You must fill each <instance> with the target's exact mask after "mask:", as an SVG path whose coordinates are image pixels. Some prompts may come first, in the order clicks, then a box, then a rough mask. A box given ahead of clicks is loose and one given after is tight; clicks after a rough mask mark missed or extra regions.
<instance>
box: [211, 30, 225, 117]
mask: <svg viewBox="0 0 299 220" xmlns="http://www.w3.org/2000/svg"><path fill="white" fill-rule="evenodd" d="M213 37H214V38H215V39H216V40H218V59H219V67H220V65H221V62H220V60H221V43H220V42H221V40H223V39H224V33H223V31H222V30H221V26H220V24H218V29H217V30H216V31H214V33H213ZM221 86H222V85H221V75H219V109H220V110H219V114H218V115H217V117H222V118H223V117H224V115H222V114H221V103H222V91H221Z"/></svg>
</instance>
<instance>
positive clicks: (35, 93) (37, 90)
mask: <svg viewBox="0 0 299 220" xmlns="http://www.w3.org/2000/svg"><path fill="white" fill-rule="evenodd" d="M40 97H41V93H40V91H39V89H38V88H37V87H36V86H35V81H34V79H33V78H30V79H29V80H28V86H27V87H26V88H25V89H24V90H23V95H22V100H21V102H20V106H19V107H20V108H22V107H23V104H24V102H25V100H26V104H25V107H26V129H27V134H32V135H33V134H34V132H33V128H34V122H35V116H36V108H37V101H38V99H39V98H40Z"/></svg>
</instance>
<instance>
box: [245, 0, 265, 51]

::::::::

- **About this task**: Repeat this material verbatim.

- **Expected answer**:
You must fill each <instance> with the target's exact mask after "mask:", as an SVG path whose coordinates are image pixels. Some prompts may come first, in the order clicks, then a box, then a rough mask. A box given ahead of clicks is loose and one given after is tight; clicks after a rough mask mark missed or extra regions.
<instance>
box: [211, 30, 225, 117]
mask: <svg viewBox="0 0 299 220" xmlns="http://www.w3.org/2000/svg"><path fill="white" fill-rule="evenodd" d="M213 37H214V38H215V39H216V40H218V59H219V67H220V65H221V62H220V60H221V43H220V42H221V40H223V39H224V33H223V31H222V30H221V26H220V24H218V29H217V30H216V31H214V33H213ZM221 86H222V85H221V75H219V109H220V110H219V114H218V115H217V117H222V118H223V117H224V115H222V114H221V103H222V91H221Z"/></svg>
</instance>
<instance>
positive clicks: (35, 93) (37, 90)
mask: <svg viewBox="0 0 299 220" xmlns="http://www.w3.org/2000/svg"><path fill="white" fill-rule="evenodd" d="M40 97H41V93H40V91H39V89H38V88H37V87H36V86H35V81H34V79H33V78H30V79H29V80H28V86H27V87H26V88H25V89H24V90H23V95H22V100H21V102H20V106H19V107H20V108H22V107H23V104H24V102H25V100H26V104H25V107H26V129H27V134H32V135H33V134H34V132H33V128H34V122H35V116H36V108H37V101H38V99H39V98H40Z"/></svg>
</instance>
<instance>
box: [245, 0, 265, 51]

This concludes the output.